Aber das gut besuchte Arbeitstreffen unter Moderation des IPOS (Institut für Personalberatung,  Organisationsentwicklung und Supervision der EKHN) hat das Vertrauen in eine gelingende gemeinsame Zukunft deutlich gestärkt. Die Kirchengemeinden Bad Marienberg, Kirburg und Unnau wollen in den nächsten Jahren zu einem Nachbarschaftsraum zusammenwachsen. Die Linie ist damit klar. „Ich glaube, mit den Kirchenvorsteherin und Kirchenvorstehern der anderen Gemeinden kann ich zusammenarbeiten,“ war der allgemeine Tenor. Eine gute Basis, um auch schwierige Themen angehen zu können.

[Zu lösende Aufgaben]
(1) Beantworten Sie nach dem Textauszug:
(a) Wer moderierte das Arbeitstreffen?
(b) Welche Kirchengemeinden wollen zusammenwachsen?
(c) Wozu ist die gute Grundlage laut dem letzten Satz da?
(2) Schreiben Sie aus dem Textauszug die Stelle zwischen „Aber das gut“ und „angehen zu können.“ einschließlich genau ab.

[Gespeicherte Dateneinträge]
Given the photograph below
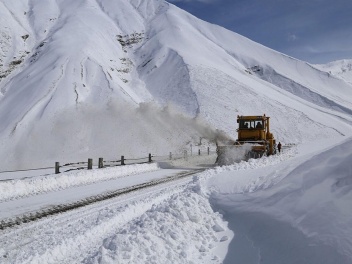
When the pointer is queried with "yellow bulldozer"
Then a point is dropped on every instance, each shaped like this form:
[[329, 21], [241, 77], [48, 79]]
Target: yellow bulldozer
[[254, 140]]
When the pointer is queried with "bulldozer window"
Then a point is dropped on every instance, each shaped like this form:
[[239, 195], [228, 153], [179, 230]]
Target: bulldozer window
[[244, 124], [259, 124]]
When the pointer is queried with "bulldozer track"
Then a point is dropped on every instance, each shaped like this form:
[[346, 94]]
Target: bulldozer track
[[62, 208]]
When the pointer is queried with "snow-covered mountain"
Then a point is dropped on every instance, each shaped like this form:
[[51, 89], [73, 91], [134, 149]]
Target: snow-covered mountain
[[105, 78], [340, 68]]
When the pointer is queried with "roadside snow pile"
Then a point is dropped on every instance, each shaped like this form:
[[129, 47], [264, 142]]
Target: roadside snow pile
[[254, 163], [14, 189], [182, 229], [306, 217]]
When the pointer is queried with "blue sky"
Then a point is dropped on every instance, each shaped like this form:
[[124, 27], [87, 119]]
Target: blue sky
[[316, 31]]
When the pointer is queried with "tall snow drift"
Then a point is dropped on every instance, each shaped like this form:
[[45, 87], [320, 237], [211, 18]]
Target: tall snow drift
[[75, 78]]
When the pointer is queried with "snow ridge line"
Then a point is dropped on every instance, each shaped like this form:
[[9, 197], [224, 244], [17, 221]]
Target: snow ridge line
[[19, 188], [33, 216]]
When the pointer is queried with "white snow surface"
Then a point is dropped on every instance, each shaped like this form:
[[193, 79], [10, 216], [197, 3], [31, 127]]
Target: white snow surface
[[288, 208], [100, 78]]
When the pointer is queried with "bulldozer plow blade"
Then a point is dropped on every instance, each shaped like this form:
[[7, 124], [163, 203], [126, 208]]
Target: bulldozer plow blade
[[231, 154]]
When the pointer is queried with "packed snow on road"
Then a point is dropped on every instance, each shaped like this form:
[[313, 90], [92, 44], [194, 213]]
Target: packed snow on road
[[288, 208]]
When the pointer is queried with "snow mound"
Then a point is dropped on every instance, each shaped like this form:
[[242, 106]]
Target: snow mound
[[304, 206], [14, 189], [182, 229]]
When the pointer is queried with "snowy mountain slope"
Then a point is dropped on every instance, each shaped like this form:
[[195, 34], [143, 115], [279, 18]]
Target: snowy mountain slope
[[76, 77], [341, 69]]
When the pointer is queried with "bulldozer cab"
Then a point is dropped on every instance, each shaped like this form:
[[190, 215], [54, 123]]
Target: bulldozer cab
[[256, 130], [252, 128], [254, 140], [251, 124]]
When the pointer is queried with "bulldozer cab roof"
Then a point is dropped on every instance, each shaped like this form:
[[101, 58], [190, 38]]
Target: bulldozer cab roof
[[263, 117]]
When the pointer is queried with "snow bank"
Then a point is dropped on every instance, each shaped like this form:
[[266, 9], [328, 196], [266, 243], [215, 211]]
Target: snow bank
[[15, 189], [307, 210], [182, 229]]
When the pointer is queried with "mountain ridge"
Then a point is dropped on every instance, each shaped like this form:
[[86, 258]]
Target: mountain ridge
[[110, 60]]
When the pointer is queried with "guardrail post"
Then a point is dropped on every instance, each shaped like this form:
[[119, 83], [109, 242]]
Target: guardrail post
[[90, 164], [57, 167], [100, 164]]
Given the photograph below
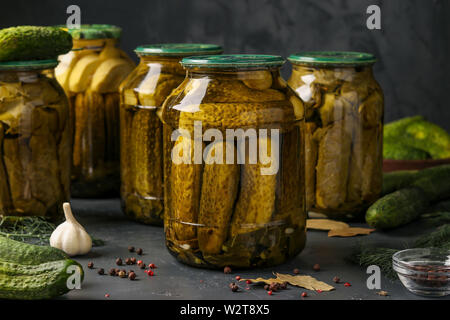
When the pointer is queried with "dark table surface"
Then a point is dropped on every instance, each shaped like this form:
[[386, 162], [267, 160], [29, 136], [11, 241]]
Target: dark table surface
[[103, 219]]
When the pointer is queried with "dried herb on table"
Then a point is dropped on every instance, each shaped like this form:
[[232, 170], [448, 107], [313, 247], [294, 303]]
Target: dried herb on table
[[366, 255]]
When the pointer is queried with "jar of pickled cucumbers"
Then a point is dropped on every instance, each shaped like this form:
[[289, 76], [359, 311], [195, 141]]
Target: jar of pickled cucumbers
[[91, 74], [35, 140], [142, 94], [343, 131], [233, 156]]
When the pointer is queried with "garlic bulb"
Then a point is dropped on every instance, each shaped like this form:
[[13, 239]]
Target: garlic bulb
[[70, 236]]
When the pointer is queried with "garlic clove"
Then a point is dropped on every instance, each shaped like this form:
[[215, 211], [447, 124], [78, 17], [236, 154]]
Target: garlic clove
[[70, 236]]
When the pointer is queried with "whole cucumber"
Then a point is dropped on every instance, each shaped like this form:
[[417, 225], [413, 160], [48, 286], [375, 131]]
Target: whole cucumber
[[41, 281], [29, 254], [397, 208]]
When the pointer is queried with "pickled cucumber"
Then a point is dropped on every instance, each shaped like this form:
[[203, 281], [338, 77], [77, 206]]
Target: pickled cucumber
[[219, 190]]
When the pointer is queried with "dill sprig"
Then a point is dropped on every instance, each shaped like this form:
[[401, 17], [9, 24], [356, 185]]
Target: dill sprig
[[365, 255]]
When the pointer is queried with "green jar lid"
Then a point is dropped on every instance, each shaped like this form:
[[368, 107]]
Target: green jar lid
[[234, 61], [178, 49], [332, 58], [28, 65], [95, 31]]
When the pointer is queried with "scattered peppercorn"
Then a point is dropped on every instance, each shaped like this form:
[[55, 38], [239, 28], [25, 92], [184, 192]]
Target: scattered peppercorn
[[274, 286]]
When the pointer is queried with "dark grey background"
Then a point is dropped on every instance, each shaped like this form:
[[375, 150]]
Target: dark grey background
[[413, 46]]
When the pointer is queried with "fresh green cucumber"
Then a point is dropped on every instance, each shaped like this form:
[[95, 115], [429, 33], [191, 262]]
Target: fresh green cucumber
[[41, 281], [405, 205], [397, 208], [393, 181], [28, 254]]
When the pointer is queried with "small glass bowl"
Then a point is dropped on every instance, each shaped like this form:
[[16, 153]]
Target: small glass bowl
[[424, 271]]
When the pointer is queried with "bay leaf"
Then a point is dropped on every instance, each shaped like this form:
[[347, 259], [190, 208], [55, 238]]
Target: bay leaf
[[325, 224], [349, 232], [304, 281]]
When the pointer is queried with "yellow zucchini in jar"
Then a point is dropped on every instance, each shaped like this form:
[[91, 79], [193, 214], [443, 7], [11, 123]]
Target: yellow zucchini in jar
[[311, 150], [145, 148], [112, 101], [109, 74], [332, 165], [219, 188], [372, 175], [82, 72], [185, 189], [81, 117], [256, 203], [5, 199]]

[Nummerierte Lösungen]
(1)
(a) Das IPOS (Institut für Personalberatung, Organisationsentwicklung und Supervision der EKHN).
(b) Bad Marienberg, Kirburg und Unnau.
(c) Um auch schwierige Themen angehen zu können.

(2)
Aber das gut besuchte Arbeitstreffen unter Moderation des IPOS (Institut für Personalberatung,  Organisationsentwicklung und Supervision der EKHN) hat das Vertrauen in eine gelingende gemeinsame Zukunft deutlich gestärkt. Die Kirchengemeinden Bad Marienberg, Kirburg und Unnau wollen in den nächsten Jahren zu einem Nachbarschaftsraum zusammenwachsen. Die Linie ist damit klar. „Ich glaube, mit den Kirchenvorsteherin und Kirchenvorstehern der anderen Gemeinden kann ich zusammenarbeiten,“ war der allgemeine Tenor. Eine gute Basis, um auch schwierige Themen angehen zu können.